PROVIDED RECORDS ::
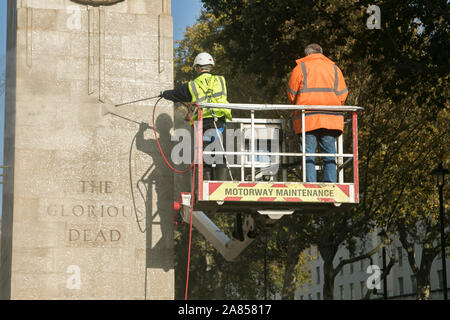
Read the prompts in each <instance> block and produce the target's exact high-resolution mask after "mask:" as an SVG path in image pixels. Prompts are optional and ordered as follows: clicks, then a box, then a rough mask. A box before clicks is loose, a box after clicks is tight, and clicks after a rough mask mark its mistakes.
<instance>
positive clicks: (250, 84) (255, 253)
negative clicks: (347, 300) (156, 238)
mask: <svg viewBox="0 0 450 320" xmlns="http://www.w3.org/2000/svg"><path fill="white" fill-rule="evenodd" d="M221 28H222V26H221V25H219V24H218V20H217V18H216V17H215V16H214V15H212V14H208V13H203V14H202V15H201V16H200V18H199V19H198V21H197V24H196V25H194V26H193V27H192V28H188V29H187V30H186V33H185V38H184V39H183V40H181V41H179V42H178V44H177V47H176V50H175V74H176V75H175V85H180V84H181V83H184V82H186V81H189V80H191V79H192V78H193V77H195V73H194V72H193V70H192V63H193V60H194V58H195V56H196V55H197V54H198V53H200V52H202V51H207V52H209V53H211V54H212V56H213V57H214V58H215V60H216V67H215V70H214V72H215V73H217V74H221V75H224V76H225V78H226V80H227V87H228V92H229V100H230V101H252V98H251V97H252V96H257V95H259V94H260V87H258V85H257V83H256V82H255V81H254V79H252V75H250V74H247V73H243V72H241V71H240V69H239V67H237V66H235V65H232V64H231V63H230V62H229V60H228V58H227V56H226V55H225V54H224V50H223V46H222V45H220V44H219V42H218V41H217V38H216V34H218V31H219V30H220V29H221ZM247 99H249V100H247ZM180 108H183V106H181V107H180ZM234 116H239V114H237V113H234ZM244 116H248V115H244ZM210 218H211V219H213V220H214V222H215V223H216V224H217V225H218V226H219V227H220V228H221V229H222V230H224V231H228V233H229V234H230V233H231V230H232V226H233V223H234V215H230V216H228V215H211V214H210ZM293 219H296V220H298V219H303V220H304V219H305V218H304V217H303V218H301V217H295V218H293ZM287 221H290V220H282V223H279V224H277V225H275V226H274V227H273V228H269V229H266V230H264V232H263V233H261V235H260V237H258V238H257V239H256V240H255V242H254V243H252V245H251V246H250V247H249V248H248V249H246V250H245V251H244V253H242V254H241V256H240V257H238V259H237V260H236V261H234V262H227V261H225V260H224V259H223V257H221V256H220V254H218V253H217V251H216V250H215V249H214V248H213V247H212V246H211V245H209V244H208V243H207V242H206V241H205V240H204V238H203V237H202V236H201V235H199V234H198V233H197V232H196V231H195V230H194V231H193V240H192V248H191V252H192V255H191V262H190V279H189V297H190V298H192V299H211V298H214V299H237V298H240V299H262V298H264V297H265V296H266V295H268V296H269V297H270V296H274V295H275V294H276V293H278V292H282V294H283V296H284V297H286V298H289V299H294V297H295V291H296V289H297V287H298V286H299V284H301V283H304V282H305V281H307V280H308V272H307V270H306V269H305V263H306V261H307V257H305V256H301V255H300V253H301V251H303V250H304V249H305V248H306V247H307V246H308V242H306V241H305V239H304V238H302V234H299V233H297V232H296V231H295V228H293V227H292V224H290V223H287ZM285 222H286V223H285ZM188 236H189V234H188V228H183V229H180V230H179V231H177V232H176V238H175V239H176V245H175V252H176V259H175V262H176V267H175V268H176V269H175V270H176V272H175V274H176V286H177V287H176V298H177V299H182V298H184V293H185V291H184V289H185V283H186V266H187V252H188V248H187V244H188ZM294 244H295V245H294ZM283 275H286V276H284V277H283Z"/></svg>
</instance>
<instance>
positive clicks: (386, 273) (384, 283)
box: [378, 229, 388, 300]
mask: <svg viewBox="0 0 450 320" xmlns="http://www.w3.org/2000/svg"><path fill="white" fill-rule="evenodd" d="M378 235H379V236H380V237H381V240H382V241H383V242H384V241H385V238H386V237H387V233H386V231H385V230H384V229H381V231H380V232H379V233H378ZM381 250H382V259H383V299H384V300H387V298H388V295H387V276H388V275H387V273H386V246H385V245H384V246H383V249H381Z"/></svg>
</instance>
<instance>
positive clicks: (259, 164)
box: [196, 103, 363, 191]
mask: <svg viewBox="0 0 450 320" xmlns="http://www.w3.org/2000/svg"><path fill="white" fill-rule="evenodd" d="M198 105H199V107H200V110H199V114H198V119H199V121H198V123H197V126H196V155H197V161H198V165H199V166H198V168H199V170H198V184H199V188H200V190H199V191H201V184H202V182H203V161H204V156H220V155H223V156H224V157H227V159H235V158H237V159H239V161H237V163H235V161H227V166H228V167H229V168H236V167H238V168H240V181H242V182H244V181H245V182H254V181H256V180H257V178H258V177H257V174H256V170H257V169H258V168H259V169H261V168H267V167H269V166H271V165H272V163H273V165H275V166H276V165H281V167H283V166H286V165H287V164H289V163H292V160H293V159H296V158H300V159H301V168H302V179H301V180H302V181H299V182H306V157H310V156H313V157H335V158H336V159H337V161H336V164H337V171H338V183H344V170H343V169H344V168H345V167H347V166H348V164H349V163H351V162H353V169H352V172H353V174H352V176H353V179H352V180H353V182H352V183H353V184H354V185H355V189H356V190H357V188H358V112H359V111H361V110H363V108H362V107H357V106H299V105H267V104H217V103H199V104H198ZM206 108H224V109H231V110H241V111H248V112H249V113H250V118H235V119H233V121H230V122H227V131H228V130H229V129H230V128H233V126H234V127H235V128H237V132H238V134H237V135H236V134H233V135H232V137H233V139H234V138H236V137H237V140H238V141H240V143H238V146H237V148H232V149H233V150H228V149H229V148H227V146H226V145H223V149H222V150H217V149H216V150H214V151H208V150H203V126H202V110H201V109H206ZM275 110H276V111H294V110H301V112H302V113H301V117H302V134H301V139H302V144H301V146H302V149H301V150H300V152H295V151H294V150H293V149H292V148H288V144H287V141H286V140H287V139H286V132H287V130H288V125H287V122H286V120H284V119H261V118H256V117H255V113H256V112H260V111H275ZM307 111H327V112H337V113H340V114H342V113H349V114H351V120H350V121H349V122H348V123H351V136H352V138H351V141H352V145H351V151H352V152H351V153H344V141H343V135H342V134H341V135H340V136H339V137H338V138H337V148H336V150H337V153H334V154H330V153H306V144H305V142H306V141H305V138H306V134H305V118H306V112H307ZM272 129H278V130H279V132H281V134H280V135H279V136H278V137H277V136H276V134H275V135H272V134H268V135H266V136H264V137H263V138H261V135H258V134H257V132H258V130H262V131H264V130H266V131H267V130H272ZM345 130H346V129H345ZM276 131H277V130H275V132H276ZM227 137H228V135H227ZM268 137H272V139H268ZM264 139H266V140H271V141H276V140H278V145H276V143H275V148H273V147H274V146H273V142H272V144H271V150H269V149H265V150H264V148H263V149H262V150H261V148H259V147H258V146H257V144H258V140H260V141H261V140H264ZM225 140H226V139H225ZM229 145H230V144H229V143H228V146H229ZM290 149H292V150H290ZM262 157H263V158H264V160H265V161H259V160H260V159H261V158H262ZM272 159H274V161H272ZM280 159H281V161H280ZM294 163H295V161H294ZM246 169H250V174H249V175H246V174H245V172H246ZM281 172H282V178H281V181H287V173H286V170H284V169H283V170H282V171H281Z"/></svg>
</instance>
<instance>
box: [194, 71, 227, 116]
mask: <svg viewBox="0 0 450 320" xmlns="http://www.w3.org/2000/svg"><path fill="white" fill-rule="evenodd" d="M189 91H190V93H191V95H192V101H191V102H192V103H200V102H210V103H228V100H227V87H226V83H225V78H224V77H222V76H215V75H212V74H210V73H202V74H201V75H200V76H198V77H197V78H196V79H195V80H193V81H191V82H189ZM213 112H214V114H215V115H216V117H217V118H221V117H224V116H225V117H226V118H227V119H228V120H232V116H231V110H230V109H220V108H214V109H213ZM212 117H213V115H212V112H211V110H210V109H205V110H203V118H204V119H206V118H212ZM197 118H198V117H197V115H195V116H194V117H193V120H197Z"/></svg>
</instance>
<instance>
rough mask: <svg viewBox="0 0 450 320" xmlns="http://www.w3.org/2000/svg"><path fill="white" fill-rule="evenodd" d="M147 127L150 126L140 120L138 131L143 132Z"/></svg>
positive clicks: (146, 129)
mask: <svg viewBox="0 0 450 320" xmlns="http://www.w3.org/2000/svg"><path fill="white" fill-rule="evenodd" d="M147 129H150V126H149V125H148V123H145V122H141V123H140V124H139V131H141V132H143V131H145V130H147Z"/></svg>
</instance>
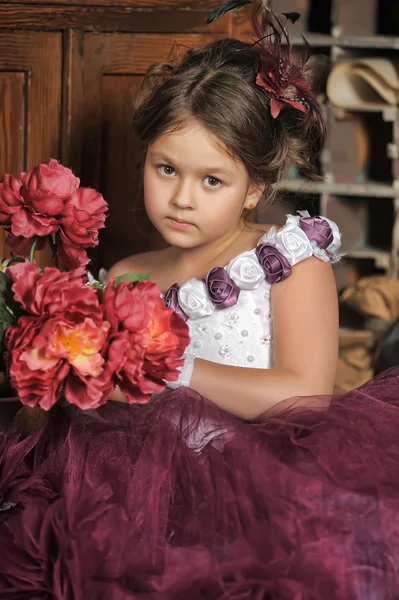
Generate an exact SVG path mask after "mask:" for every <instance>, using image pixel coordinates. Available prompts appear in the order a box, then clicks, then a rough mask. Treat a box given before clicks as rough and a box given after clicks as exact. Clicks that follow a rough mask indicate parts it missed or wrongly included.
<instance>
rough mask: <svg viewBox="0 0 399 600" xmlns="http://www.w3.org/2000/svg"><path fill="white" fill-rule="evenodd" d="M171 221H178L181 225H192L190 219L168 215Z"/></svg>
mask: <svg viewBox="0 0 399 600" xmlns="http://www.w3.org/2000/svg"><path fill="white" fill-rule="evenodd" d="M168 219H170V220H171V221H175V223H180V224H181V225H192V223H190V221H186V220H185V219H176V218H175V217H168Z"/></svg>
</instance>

WORK INSTRUCTION :: Could you copy out word for word everything from the start of the material through the line containing "positive clicks: (250, 84) (255, 253)", including that line, leaving the pictures out of your answer?

ANSWER TO THE PROBLEM ::
Read the prompts in each <instance> block and produce the target's exact high-resolution mask after "mask:" as an SVG path in image pixels. Prompts are optional and ordered as follows: clicks, then a box, then a rough mask. A box before clicks is loose, a box after clicks is tight, and clicks after a rough mask mark its mistakes.
<instance>
positive clicks: (250, 84) (255, 253)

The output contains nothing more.